**Exercise details**
Every line in the data below that holds "dried" should be found and copied.

**Exercise data**
Segment Open
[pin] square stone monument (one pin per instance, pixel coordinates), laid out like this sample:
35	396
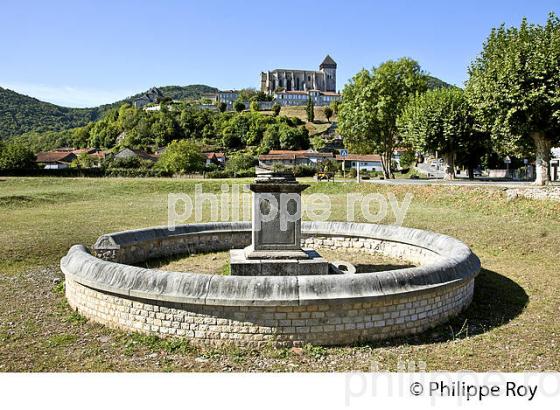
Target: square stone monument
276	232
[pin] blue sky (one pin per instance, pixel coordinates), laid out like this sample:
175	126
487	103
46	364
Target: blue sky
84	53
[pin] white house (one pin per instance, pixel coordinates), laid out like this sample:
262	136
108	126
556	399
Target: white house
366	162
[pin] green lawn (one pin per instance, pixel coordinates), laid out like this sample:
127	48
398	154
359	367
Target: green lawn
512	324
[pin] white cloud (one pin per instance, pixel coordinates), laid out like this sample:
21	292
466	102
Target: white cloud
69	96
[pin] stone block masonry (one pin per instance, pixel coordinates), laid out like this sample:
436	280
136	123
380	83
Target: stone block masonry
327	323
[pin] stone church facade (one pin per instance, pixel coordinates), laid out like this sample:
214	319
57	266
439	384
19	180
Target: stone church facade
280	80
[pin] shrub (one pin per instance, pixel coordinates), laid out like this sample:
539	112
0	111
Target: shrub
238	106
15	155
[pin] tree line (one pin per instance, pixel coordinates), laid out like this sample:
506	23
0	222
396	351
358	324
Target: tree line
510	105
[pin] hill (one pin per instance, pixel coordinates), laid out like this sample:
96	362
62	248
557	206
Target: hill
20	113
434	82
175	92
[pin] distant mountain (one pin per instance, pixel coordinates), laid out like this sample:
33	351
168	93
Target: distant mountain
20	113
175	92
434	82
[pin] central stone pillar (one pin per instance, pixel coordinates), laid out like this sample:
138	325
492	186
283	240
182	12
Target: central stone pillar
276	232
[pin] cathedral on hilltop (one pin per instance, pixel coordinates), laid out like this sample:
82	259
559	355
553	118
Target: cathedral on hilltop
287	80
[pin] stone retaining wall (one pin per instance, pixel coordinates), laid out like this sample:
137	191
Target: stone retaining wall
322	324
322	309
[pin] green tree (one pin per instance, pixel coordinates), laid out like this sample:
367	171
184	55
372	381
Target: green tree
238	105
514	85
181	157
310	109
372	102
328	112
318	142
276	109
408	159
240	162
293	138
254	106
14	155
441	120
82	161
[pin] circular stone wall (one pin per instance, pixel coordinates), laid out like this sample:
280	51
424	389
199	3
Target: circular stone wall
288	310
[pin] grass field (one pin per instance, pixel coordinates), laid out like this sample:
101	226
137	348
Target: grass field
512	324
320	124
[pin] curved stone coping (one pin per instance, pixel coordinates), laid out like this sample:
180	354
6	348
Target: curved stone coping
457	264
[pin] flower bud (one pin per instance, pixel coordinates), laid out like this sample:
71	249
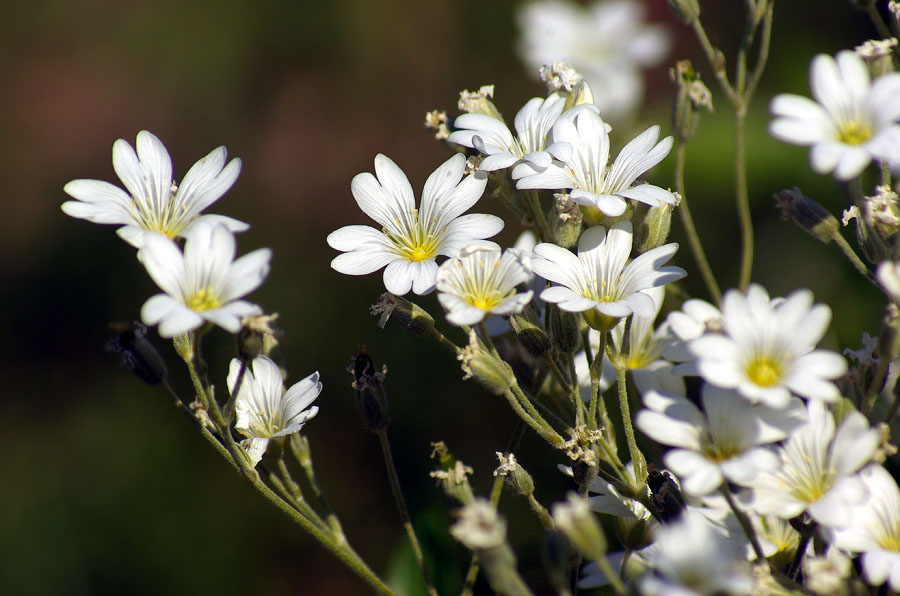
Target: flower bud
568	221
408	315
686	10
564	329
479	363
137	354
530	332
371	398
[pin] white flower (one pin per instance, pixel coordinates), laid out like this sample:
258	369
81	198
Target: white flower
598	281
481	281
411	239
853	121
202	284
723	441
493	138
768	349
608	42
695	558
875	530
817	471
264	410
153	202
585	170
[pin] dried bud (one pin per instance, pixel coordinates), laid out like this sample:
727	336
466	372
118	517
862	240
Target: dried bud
Segment Closed
**Expected answer**
[pin] dried bud (one pin per instance, pixel coordinates), laid out like this sample:
Target: dried bud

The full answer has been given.